**Problem description:**
Show every line of the data that contains the string "sprinkle".

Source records
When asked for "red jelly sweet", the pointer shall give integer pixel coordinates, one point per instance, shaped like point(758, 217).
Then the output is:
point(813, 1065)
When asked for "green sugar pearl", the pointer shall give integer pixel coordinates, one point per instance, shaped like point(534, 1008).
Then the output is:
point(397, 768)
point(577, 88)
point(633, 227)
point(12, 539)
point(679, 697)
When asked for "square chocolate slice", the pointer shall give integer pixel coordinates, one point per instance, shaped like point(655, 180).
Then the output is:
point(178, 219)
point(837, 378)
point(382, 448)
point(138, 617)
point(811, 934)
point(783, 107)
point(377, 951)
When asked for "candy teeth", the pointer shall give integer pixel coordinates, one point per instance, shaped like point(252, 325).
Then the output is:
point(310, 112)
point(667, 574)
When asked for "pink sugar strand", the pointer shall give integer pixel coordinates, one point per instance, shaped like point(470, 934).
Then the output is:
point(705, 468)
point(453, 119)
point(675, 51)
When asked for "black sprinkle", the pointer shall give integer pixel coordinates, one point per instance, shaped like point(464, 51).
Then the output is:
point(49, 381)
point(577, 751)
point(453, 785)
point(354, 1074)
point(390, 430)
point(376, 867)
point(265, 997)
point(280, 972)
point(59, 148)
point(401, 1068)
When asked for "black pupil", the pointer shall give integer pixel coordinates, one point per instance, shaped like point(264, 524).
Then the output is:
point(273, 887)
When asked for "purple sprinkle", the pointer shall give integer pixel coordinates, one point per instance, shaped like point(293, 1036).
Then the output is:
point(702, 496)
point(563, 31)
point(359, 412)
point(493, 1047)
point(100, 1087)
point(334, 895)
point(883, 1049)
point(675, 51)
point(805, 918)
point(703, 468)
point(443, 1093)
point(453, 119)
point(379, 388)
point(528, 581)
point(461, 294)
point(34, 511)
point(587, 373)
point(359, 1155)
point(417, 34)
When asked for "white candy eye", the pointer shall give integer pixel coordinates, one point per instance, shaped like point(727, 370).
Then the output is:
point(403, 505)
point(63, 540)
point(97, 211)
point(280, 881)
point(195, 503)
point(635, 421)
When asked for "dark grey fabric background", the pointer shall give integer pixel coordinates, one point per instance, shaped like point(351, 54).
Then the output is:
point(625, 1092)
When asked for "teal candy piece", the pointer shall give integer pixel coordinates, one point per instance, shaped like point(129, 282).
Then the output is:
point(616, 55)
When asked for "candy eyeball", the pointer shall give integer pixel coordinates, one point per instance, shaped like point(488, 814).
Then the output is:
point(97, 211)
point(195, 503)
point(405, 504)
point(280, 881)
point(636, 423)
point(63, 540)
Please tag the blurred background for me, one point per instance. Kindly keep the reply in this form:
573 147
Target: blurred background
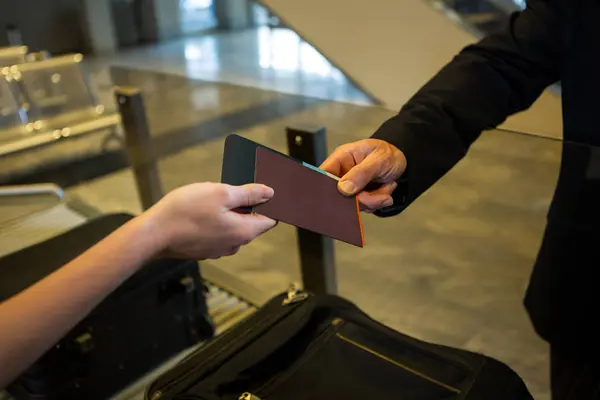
451 269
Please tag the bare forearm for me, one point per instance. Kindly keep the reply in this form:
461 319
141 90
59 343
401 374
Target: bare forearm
34 320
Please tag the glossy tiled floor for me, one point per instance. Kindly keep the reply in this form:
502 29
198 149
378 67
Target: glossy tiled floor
451 269
271 59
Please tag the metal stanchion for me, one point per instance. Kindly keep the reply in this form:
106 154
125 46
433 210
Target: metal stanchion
139 145
317 259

**Response to the task:**
When asked for "black sprinkle", the pointer shall give integer pixel coordinates, one point per instance, shaped like point(464, 51).
When asked for "purple sprinkle", the pointer shall give integer pixel coordinates, one point per instance, shaped like point(293, 1036).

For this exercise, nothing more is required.